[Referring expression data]
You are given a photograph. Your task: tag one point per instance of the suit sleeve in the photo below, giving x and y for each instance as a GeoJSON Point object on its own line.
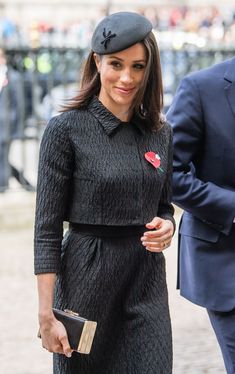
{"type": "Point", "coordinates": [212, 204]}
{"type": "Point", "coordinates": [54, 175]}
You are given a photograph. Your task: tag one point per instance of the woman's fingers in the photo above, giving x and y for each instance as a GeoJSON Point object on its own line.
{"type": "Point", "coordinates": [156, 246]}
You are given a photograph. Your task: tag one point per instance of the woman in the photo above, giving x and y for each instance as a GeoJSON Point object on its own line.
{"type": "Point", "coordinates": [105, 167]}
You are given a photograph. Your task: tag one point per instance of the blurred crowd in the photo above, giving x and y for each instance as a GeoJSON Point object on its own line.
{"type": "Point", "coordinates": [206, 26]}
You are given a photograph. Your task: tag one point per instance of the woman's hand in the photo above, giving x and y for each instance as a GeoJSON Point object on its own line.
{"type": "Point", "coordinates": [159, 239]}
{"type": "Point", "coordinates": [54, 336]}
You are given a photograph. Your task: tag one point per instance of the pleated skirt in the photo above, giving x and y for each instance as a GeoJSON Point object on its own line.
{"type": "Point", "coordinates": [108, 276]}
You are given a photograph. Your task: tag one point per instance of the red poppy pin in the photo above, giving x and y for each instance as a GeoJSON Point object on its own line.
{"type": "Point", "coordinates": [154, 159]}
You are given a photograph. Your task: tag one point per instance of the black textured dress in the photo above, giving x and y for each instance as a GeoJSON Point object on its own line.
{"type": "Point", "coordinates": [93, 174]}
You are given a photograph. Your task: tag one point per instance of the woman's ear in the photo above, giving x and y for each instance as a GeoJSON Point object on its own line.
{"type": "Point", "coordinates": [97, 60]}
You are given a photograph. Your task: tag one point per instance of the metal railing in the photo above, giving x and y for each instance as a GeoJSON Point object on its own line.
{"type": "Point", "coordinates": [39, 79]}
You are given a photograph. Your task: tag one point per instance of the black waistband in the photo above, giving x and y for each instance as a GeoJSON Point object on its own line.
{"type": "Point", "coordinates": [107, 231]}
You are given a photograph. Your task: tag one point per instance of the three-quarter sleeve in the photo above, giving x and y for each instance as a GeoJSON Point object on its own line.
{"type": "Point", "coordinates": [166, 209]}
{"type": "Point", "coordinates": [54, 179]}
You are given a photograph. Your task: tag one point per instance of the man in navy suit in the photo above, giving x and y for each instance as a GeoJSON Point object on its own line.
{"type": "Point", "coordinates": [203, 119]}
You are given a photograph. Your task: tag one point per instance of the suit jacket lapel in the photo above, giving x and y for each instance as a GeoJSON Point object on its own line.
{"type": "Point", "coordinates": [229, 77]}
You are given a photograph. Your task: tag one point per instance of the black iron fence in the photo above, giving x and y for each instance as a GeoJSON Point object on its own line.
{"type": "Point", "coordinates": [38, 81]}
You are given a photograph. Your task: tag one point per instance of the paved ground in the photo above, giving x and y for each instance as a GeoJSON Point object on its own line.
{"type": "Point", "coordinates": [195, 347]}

— DIRECTIONS FOR THIS TASK —
Every record must be duplicated exactly, except for the pictures, which are left out.

— EXERCISE ANSWER —
You are given a photograph. Your task: tag one point per instance of the suit sleeve in the photo below, giving x and y for each instance as a GeoJSON Point object on its own line.
{"type": "Point", "coordinates": [212, 204]}
{"type": "Point", "coordinates": [54, 175]}
You are given a photograph. Your task: tag one point per instance of the woman's fingers in the photo above, giving x and y for each instance as a GeoJSON Point object on its own line.
{"type": "Point", "coordinates": [156, 246]}
You are given a photograph. Your task: tag one point per instance of the woman in the photo above, giving x and y for each instance as a GeoJSON Point object on its own line.
{"type": "Point", "coordinates": [105, 167]}
You are given a photograph. Your task: tag one point per instance of the blurred crowd in the photo above, giving x and y for each instance as a GeoJSON Point object on its own line.
{"type": "Point", "coordinates": [206, 26]}
You are given a photograph. Your task: tag one point per instance of the woman's hand in the photo above, giving x and y for each instance as a GeoJSON Point object on its own line.
{"type": "Point", "coordinates": [159, 239]}
{"type": "Point", "coordinates": [54, 336]}
You are given a photograph. Your task: tag one point per instance of the pleated skirt in the photo above, giving x and y for each instance as a GeoJSON Point object on its own line.
{"type": "Point", "coordinates": [108, 276]}
You are given a photograph. Your task: tag one point per instance of the red poppy pin in the photo above, giving x and y for each instance as a GeoJSON Point object on its own line.
{"type": "Point", "coordinates": [154, 159]}
You are given a photograph. Your task: tag one point per instance of the black textured dress in the photo above, giving x and y for each instance as a GeoJSON Point object on its own line.
{"type": "Point", "coordinates": [93, 174]}
You are given a photograph. Your task: tag one point per instance of the woman's ear in the photo above, giving x and y for each instance as a GeoJSON Point object on its own line.
{"type": "Point", "coordinates": [97, 60]}
You are given a photograph. Your task: tag one point per instance of the metal railing in the photo above, giving x and y for each instance as a GeoJSON Point object on its own line.
{"type": "Point", "coordinates": [39, 79]}
You are given a photograph. Your task: tag one point per instance of the black waistband in the photo above, giving x and y for each instance as a GeoJSON Point object on its own line.
{"type": "Point", "coordinates": [107, 231]}
You are given a photograph. Your task: tag one point per instance of the three-quarter sleeve in the photo above, giving x and y for each instance as a GeoJSON Point object on its own line.
{"type": "Point", "coordinates": [166, 209]}
{"type": "Point", "coordinates": [54, 179]}
You are given a photograph. Your task: tag one point per instance of the man in navy suit in the photo above, giving x and y for each instance as a GeoJSON Point object on its own line.
{"type": "Point", "coordinates": [203, 119]}
You are given a photograph. Your task: tag one point per instance of the suit jacket lapel in the photo above, giving x and y for each instance as a GeoJSON Point object on its own line.
{"type": "Point", "coordinates": [229, 77]}
You are given a photograph. Your task: tag one point per instance of the black iron fence in the photo above, giving x and y for each instance as a GeoJSON Point object on its own line.
{"type": "Point", "coordinates": [38, 81]}
You are given a photograph. Your task: tag one point per instance of the paved ground in the photo above, giving x and y for each instance as a GeoJSON Point object on its own line.
{"type": "Point", "coordinates": [195, 347]}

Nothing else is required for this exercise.